:: KUTIPAN PILIHAN ::

Penggunaan “langgam Jawa” dalam tilawah al-Quran saat
Peringatan Isra’ dan Mi’raj Nabi Muhammad saw. 17 Mei 2015 lalu di Istana
Negara telah menimbulkan berbagai reaksi dari umat Islam. Sebenarnya ada yang
sangat berbahaya di balik itu. Itulah ide yang mendasari permintaan sang
Menteri Agama untuk menggunakan “langgam Jawa” itu. Sebelumnya, ide membangun
“Islam Indonesia” atau “Islam Nusantara” pernah dilontarkan pula oleh beberapa tokoh
dan intelektual di negeri ini.
Ide ini muncul sebagai reaksi terhadap wajah buruk Timur
Tengah yang selalu diwarnai dengan konflik berkepanjangan akibat perang
saudara. Padahal Timur Tengah berpenduduk mayoritas Muslim dan menjadi pusat
agama Islam. Dari sanalah Islam disebarluaskan ke seluruh dunia, termasuk ke
Nusantara ini. Karena itu menurut sebagian kalangan, Timur Tengah tidak pantas
menjadi kiblat keberislaman kaum Muslim.

:::

### DAFTAR TUGAS
• 1. Menurut kutipan, pada acara apa, tanggal berapa, dan di mana "langgam Jawa" digunakan dalam tilawah al-Quran?
• 2. Terjemahkan kalimat dari kutipan ini ke dalam bahasa Inggris: "Dari sanalah Islam disebarluaskan ke seluruh dunia, termasuk ke Nusantara ini."
• 3. Tentukan apakah setiap pernyataan berikut sesuai dengan kutipan. Jawab ya atau tidak, lalu sertakan kata-kata kutipan yang menjadi dasarnya.
(a) Ide "Islam Nusantara" pernah dilontarkan oleh beberapa tokoh dan intelektual.
(b) Timur Tengah berpenduduk mayoritas non-Muslim.
(c) Permintaan untuk menggunakan "langgam Jawa" datang dari Presiden.
Gunakan kutipan ini saja sebagai sumber jawaban.

:: CATATAN TERSEDIA ::

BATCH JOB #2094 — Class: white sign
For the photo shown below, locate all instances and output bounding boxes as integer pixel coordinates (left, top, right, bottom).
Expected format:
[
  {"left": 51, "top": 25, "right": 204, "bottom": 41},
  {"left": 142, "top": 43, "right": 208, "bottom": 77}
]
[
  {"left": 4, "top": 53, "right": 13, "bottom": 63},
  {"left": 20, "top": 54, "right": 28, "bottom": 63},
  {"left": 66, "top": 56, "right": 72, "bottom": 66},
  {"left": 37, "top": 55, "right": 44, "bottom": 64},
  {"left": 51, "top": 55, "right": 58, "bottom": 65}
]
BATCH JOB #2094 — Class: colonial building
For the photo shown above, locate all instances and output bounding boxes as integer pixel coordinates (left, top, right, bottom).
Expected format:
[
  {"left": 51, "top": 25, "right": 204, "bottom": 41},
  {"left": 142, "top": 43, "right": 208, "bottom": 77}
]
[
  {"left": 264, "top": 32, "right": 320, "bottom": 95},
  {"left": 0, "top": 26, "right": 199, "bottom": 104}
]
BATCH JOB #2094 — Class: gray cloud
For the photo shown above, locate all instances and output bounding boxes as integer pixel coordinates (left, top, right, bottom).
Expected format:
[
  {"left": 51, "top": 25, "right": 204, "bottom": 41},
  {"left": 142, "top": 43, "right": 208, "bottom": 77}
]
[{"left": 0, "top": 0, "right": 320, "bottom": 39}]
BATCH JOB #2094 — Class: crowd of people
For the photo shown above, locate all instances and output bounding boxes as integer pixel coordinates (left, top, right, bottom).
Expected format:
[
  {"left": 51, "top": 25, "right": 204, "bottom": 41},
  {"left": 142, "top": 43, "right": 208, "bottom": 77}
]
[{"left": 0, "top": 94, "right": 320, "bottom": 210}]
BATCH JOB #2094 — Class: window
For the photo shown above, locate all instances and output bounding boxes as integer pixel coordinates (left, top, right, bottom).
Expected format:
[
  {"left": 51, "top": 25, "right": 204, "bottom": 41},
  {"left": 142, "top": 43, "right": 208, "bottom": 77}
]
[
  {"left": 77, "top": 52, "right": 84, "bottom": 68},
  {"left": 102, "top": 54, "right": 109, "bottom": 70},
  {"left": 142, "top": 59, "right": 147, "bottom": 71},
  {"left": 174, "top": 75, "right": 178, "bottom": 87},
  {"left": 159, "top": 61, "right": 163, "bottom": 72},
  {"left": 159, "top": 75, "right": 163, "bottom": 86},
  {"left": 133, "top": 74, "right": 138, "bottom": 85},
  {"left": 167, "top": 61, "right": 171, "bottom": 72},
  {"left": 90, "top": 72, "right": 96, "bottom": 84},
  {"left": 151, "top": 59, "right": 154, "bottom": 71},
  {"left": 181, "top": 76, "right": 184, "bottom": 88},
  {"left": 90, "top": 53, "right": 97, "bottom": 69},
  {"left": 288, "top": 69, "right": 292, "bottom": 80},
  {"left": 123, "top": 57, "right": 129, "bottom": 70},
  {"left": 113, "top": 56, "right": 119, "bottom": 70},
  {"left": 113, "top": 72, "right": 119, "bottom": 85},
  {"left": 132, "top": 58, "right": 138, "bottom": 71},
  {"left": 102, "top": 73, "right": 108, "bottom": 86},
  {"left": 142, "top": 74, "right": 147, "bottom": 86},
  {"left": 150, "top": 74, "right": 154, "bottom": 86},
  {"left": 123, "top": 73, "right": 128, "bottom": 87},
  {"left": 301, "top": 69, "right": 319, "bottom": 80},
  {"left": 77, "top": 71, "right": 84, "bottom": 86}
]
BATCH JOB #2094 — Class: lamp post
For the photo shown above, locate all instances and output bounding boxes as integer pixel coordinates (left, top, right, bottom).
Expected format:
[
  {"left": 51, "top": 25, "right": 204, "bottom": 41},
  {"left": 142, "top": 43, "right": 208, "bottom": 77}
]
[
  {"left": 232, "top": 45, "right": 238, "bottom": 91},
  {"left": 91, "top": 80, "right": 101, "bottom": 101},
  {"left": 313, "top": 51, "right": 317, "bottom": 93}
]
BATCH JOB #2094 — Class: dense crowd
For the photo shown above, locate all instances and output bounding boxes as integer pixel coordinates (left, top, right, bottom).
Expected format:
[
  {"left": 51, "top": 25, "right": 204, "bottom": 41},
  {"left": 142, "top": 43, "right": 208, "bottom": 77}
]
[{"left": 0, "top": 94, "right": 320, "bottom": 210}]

:::

### PENYELESAIAN SOAL
• 1. Pada Peringatan Isra' dan Mi'raj Nabi Muhammad saw., 17 Mei 2015, di Istana Negara.

• 2. It was from there that Islam was spread throughout the world, including to this Nusantara.

• 3.
(a) Ya: "“Islam Indonesia” atau “Islam Nusantara” pernah dilontarkan pula oleh beberapa tokoh dan intelektual di negeri ini"
(b) Tidak: "Timur Tengah berpenduduk mayoritas Muslim"
(c) Tidak: "permintaan sang Menteri Agama untuk menggunakan “langgam Jawa” itu"